**WRITTEN EXERCISE**
Your task is to repeat, word for word, the line containing "the mug handle" and all lines that follow it to the end of the material, and no other lines.

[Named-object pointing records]
◆ ◆ ◆

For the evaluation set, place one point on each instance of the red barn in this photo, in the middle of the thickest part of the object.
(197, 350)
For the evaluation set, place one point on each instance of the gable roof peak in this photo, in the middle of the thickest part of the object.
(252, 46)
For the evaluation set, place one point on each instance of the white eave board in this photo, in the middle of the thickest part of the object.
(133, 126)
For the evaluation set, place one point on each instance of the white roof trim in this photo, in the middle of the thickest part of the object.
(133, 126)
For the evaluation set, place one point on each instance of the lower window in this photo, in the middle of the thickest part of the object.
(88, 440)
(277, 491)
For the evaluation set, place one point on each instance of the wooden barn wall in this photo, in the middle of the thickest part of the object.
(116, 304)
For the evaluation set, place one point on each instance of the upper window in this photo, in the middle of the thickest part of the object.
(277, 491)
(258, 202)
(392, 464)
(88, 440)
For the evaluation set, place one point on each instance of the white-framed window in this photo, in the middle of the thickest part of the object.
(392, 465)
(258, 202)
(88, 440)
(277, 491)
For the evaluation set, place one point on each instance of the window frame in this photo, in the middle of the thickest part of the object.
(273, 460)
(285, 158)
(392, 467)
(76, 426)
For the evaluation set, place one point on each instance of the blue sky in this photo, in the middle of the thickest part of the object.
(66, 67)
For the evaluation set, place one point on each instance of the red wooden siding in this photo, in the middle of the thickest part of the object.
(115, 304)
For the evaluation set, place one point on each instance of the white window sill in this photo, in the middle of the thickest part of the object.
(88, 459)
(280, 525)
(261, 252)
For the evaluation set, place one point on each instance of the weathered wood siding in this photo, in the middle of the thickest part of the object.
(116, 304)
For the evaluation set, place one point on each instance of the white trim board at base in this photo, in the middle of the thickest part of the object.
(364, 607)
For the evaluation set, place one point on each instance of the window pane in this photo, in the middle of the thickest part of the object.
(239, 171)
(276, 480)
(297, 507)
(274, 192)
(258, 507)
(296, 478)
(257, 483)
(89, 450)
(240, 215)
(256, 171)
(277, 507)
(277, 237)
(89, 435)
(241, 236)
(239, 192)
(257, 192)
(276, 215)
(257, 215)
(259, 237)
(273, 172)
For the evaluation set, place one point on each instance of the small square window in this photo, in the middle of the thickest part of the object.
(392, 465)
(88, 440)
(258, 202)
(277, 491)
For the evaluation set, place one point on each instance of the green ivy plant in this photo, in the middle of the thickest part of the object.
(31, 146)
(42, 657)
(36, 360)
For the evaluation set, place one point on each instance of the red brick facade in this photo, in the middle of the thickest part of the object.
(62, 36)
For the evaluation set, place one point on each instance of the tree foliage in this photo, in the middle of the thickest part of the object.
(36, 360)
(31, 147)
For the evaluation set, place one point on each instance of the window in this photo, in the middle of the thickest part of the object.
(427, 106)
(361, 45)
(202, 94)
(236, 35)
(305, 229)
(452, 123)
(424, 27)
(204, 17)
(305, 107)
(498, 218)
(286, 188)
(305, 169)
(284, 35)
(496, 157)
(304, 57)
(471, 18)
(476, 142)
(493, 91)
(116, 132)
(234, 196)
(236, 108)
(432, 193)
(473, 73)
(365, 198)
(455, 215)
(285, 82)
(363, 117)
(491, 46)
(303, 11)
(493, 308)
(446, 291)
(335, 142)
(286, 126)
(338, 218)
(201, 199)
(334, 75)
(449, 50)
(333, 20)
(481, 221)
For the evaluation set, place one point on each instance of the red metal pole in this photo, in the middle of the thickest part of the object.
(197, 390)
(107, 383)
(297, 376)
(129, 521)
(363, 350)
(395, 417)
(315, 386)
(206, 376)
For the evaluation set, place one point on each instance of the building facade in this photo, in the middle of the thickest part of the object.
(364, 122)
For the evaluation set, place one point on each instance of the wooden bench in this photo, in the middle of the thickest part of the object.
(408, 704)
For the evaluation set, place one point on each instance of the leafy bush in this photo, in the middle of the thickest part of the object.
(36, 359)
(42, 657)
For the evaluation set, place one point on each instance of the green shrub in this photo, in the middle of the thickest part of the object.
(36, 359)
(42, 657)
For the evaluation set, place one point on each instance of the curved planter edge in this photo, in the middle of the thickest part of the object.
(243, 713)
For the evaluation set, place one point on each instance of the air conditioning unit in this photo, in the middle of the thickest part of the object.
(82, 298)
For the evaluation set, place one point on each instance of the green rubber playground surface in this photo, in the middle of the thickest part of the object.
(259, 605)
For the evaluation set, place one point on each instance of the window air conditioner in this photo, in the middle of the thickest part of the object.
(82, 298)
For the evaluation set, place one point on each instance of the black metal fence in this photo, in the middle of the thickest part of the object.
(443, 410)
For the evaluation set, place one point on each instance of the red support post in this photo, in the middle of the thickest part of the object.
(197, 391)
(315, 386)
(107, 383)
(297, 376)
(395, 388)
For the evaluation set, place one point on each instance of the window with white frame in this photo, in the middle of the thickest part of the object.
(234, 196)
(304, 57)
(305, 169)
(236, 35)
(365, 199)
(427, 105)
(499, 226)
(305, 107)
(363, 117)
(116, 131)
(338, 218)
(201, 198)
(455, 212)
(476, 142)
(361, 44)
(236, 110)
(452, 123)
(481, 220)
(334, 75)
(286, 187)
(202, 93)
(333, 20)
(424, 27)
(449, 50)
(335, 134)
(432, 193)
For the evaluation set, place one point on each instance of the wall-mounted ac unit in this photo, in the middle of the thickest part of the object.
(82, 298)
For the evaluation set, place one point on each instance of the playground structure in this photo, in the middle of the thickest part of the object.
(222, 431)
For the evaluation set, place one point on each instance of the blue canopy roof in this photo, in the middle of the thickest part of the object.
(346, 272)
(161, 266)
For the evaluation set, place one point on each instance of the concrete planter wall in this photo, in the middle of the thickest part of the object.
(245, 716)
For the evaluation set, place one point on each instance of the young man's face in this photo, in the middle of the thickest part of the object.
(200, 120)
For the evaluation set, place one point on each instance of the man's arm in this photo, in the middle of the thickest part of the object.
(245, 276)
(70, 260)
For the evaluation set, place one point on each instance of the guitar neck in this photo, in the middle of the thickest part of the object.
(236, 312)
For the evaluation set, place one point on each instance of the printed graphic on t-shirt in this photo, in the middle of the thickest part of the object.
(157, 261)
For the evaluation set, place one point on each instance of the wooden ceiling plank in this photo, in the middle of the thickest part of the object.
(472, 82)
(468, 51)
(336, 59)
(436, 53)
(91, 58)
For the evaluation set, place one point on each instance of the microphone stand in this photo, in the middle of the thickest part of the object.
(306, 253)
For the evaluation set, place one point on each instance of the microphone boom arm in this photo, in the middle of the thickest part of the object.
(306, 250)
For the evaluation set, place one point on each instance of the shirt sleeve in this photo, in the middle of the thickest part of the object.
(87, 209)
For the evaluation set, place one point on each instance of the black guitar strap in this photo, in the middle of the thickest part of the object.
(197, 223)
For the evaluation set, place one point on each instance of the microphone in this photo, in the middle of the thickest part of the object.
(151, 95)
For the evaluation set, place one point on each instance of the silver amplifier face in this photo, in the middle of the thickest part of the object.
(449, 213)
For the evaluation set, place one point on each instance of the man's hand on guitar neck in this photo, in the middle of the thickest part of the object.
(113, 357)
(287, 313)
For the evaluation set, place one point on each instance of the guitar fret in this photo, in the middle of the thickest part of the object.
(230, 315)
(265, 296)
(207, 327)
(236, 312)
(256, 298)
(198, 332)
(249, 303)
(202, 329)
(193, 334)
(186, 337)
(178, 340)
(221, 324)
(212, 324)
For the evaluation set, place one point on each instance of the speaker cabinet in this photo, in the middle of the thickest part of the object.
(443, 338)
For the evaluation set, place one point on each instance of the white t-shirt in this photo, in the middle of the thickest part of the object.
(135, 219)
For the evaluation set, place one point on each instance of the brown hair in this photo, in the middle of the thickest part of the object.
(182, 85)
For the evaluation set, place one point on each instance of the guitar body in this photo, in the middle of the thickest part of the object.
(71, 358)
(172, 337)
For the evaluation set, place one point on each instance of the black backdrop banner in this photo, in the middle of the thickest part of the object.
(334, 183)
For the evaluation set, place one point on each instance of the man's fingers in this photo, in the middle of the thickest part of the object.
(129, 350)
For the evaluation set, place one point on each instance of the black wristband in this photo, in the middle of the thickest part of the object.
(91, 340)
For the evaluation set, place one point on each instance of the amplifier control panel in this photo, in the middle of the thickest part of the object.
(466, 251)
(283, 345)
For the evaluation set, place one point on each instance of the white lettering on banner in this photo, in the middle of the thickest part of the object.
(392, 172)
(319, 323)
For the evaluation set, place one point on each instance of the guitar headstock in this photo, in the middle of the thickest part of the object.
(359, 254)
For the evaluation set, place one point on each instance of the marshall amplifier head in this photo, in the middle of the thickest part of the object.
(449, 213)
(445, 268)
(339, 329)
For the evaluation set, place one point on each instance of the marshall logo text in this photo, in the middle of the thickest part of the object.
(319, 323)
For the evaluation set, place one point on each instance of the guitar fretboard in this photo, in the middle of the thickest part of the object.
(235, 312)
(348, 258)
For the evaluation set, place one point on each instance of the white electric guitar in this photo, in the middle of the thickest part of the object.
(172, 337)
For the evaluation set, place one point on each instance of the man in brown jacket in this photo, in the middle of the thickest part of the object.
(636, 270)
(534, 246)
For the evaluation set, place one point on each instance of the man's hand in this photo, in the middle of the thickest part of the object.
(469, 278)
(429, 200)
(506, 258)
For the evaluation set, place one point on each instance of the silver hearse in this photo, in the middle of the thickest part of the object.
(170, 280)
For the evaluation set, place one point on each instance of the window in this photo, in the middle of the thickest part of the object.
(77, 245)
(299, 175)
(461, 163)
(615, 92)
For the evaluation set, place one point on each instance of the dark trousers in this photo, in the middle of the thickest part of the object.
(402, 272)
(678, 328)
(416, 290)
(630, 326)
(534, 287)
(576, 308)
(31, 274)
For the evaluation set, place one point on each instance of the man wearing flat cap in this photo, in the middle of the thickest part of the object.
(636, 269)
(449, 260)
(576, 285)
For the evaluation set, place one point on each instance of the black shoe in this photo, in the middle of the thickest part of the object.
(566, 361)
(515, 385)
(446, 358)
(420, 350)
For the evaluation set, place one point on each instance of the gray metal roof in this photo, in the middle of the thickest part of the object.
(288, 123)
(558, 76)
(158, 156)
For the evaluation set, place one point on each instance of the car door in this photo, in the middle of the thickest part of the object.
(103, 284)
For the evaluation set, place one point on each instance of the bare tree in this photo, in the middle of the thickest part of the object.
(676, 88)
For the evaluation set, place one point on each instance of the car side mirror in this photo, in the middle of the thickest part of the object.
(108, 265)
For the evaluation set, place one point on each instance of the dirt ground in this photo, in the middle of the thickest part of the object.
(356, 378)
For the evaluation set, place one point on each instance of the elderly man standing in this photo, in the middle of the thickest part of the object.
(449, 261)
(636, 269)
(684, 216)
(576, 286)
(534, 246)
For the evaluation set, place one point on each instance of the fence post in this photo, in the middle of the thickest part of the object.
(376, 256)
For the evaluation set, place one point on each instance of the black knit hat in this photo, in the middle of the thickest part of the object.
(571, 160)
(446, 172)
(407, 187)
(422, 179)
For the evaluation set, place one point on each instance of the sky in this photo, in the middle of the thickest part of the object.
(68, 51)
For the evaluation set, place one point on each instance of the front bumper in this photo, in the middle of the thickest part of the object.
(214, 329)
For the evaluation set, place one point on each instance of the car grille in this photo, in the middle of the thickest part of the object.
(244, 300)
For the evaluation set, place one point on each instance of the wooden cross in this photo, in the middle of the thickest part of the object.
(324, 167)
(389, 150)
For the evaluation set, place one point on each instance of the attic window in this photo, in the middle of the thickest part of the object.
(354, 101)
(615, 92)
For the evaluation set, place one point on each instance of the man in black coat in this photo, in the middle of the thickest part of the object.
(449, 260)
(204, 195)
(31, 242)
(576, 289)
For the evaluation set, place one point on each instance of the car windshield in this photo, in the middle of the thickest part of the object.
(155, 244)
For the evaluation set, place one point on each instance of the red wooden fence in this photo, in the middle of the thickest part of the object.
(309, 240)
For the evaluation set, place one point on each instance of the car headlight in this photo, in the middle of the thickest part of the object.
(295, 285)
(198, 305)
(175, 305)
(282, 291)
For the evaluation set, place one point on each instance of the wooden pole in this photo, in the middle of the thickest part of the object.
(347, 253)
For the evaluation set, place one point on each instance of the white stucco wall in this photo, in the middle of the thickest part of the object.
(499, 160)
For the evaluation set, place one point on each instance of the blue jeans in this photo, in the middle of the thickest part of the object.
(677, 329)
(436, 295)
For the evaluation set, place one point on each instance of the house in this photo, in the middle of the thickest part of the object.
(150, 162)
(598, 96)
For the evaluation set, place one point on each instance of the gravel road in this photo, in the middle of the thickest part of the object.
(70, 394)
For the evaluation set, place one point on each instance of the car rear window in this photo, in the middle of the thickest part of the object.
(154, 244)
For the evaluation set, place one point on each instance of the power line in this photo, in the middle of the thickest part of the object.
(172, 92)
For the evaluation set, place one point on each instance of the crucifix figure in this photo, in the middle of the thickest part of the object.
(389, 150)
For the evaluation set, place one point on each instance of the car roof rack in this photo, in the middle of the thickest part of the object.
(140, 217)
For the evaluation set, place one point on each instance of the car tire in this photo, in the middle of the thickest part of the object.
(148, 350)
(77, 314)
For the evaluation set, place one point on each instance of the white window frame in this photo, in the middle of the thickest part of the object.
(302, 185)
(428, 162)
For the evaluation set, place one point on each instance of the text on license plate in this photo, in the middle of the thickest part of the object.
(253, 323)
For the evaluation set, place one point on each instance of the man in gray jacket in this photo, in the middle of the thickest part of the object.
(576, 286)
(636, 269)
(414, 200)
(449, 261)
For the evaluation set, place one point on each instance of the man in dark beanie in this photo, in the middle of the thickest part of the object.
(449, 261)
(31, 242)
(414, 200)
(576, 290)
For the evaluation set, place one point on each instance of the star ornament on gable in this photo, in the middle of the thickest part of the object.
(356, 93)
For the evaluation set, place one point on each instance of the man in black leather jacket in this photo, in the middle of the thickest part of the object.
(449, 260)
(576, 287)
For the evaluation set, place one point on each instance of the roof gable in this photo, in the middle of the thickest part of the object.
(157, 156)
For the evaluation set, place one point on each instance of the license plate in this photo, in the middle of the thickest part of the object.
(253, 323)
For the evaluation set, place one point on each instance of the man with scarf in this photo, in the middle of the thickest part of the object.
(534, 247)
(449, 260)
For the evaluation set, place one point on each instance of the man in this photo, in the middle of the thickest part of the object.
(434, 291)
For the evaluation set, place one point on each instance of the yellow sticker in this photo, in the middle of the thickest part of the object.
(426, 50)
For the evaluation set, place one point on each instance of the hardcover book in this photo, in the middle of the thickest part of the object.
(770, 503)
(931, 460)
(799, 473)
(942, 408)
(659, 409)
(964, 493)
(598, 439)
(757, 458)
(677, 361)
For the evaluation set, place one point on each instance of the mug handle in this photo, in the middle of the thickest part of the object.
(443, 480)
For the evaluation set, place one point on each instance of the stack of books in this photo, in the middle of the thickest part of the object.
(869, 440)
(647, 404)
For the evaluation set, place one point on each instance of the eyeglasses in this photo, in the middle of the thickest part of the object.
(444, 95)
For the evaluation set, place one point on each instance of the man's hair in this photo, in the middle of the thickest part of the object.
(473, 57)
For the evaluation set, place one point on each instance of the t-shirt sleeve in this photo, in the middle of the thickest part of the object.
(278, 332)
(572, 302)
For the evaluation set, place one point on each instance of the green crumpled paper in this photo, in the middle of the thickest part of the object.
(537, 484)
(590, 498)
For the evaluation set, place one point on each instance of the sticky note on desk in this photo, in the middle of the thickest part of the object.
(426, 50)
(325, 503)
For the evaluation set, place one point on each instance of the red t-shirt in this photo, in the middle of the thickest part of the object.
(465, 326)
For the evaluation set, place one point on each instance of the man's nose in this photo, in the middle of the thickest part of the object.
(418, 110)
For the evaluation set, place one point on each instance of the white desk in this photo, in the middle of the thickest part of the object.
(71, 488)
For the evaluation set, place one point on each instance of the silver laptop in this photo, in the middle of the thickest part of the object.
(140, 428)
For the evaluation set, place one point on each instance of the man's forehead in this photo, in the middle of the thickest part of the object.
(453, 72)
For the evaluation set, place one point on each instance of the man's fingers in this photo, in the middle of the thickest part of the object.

◆ ◆ ◆

**RESULT BELOW**
For the evaluation set, place one point on each instance of the mug handle in this photo, in the middle of the thickest part of the object.
(443, 480)
For the evaluation set, place one point on each instance of the stack of books in this photo, in the middle of the thickest part of the object.
(869, 440)
(647, 404)
For the evaluation set, place one point on each instance of the eyeglasses in this photo, in the middle of the thickest part of the object.
(444, 95)
For the evaluation set, place one point on each instance of the man's hair in this photo, in the middle of the thickest part of the object.
(473, 57)
For the evaluation set, place one point on each instance of the t-shirt sleeve in this photo, in the middle of the thickest part of the object.
(278, 332)
(572, 302)
For the evaluation set, place one point on each instance of the green crumpled paper in this photo, in the middle of the thickest part of the object.
(537, 484)
(590, 498)
For the evaluation set, place one point on each instance of the sticky note on desk in this photo, in the middle of the thickest part of the object.
(426, 50)
(325, 503)
For the evaluation set, place one point on each instance of the red t-shirt in this photo, in the middle of the thickest part of the object.
(465, 326)
For the evaluation set, place one point on each instance of the man's nose in this photo, in the middle of the thickest part of the object.
(418, 110)
For the evaluation set, place one point on each instance of the white desk in this photo, in the middle of the thickest part of the object.
(71, 488)
For the evaluation set, place one point on each instance of the silver laptop in this photo, in the middle of the thickest part of the object.
(140, 428)
For the evaluation set, place one point on each instance of the man's forehead in this photo, in the middle of the thickest part of the object.
(453, 72)
For the evaluation set, place one point on each instance of the man's fingers in this photo, in the middle of the thickest part of the object.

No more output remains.